# ÉNONCÉ:
Répondez aux questions suivantes à l'aide du texte sur Cioran et la maladie.
1. De quel livre de Cioran proviennent les citations ?
2. Passé quel âge, selon le texte, devient-on de moins en moins actif dans la vieillesse ?
3. Quelle phrase de Cioran le texte cite-t-il au sujet du fait d'exister ?

Toujours dans son livre « Ébauches de vertige », Cioran écrit :

« La stérilité rend lucide et impitoyable. Dès qu'on cesse de produire, on trouve sans inspiration et sans substance tout ce que font les autres. Jugement sans doute vrai. Mais il fallait le porter avant, lorsqu'on produisait, lorsque justement on faisait comme les autres. »

Le cancer, son traitement, les soins qu'il implique, toutes les séquelles que cela laisse, tout cela, bien malgré nous, nous rend petit-à-petit stérile. Il doit en aller de même de la vieillesse où, passé les 70 ans, nous ne pouvons qu'être de moins en moins actifs, de moins en moins efficaces. Mais si l'on y réfléchi bien, n'est-ce pas normal ? Jamais dame nature n'a créé l'être humain pour qu'il vive jusqu'à cet âge. Si tout cela est, de la même façon que nous ne mourons plus dès notre première maladie, c'est uniquement grâce à la science, la médecine exactement. Pasteur, ses prédécesseurs et successeurs, les chercheurs actuels, croient nous faire un bon cadeau. C'est le point de vue de certains, peut-être même le vôtre, mais il n'est pas le mien. Improductif parce que malade ou trop âgé, nous ne servons strictement plus à rien pour nous-mêmes. Lentement mais sûrement, nous devenons des assistés, des personnes entretenus. Faire les courses, le ménage, élever ses enfants, tout cela devient un fardeau que nous n'arrivons même plus à porter, ou alors avec beaucoup de difficulté si tant est que la maladie nous foute un peu la paix. De même, savoir et vivre l'évidence que l'on va mourir sous peu rend évident la futilité de toute production, quelque soit la nature de cette production. Comme le dit si bien Cioran : « Exister est un plagiat. ». Alors oui, lorsque comme moi l'on devient improductif, que l'on sait la porte de sa mort à portée de main, peut-être pour demain, on regarde les autres s'agiter avec un espèce de dédain tant tout ce qu'ils entreprennent, dans le fond, est vain, voué à la poussière, à disparaître tôt ou tard, y compris nos propres progénitures.

Enfin, Toujours dans ce même livre, Cioran écrit :

« Toute concession qu'on fait s'accompagne d'un amoindrissement intérieur dont on n'est pas conscient sur le coup. »

# JEU D'ENREGISTREMENTS:

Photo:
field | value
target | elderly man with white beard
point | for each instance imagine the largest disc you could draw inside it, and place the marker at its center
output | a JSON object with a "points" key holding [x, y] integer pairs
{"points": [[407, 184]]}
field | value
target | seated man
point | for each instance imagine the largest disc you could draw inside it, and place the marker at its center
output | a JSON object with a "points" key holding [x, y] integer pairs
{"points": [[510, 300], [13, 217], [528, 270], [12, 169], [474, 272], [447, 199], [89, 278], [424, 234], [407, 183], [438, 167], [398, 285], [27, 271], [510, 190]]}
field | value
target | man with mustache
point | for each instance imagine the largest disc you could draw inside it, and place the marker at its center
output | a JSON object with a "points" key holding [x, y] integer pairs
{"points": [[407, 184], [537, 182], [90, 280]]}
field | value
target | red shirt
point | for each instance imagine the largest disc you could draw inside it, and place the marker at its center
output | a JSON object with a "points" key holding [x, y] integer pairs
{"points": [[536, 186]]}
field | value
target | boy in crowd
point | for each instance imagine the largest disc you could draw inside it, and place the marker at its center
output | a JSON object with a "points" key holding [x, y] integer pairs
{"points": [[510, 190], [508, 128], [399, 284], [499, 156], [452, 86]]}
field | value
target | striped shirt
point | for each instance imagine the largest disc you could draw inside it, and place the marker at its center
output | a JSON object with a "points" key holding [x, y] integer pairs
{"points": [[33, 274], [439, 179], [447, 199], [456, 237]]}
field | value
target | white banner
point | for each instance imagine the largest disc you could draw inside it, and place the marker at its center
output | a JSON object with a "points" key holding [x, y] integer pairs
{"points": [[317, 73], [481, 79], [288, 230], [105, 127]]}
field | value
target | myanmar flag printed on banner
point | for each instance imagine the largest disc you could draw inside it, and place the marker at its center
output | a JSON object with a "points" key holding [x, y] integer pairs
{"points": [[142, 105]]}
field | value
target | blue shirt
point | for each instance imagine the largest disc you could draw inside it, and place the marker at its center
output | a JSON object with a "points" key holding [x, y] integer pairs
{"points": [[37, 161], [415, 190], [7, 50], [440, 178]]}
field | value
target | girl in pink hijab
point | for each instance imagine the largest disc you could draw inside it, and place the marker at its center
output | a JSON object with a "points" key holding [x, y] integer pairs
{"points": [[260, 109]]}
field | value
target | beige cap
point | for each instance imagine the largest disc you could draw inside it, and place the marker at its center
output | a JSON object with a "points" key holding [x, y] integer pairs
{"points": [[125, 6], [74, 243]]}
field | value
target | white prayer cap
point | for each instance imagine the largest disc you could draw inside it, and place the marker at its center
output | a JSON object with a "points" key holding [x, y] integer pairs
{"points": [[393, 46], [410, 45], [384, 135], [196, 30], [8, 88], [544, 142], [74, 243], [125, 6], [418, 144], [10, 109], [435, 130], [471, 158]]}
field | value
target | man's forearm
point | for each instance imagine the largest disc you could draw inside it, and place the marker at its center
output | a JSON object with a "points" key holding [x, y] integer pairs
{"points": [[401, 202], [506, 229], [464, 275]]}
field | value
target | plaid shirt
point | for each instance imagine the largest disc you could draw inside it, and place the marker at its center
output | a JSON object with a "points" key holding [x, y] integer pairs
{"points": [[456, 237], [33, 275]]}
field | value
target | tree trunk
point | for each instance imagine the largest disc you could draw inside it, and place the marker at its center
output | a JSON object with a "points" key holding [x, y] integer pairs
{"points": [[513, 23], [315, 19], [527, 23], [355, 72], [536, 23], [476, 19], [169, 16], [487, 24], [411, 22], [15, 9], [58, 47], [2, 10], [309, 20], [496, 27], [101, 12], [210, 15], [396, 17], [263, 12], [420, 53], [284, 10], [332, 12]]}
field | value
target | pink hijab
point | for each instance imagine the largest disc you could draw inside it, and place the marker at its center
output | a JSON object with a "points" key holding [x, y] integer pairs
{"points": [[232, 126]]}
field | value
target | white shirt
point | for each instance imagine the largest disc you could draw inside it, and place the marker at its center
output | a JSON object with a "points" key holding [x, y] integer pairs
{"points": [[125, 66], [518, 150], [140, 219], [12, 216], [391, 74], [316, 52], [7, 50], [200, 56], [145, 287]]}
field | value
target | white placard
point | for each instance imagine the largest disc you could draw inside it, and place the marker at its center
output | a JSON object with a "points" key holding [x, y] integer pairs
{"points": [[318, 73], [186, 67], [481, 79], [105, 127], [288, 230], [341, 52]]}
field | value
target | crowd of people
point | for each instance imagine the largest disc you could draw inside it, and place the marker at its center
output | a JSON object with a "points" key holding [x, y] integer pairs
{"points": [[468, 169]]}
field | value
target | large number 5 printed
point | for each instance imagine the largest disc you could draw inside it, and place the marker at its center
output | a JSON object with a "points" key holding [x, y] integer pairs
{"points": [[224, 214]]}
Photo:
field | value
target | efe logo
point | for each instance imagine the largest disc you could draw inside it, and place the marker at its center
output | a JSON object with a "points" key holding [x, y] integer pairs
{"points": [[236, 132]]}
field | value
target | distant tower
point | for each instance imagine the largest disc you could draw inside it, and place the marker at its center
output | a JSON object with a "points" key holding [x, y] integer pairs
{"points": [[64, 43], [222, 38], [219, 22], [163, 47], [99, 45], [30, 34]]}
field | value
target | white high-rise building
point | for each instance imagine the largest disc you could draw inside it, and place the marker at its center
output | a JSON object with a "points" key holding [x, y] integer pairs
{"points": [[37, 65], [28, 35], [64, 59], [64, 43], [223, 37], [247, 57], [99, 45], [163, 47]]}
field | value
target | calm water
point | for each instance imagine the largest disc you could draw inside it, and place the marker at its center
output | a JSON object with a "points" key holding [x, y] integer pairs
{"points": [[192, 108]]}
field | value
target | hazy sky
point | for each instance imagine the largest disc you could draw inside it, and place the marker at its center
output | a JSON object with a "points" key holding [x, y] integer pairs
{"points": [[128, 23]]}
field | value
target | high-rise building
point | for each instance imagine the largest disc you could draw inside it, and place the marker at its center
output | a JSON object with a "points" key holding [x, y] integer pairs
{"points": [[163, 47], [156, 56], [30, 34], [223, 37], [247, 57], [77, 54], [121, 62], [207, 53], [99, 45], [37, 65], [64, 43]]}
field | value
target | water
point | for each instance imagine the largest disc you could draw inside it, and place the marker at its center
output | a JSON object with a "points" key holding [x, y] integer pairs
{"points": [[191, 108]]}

# RÉPONSE CI-DESSOUS:
1. « Ébauches de vertige »
2. 70 ans
3. « Exister est un plagiat. »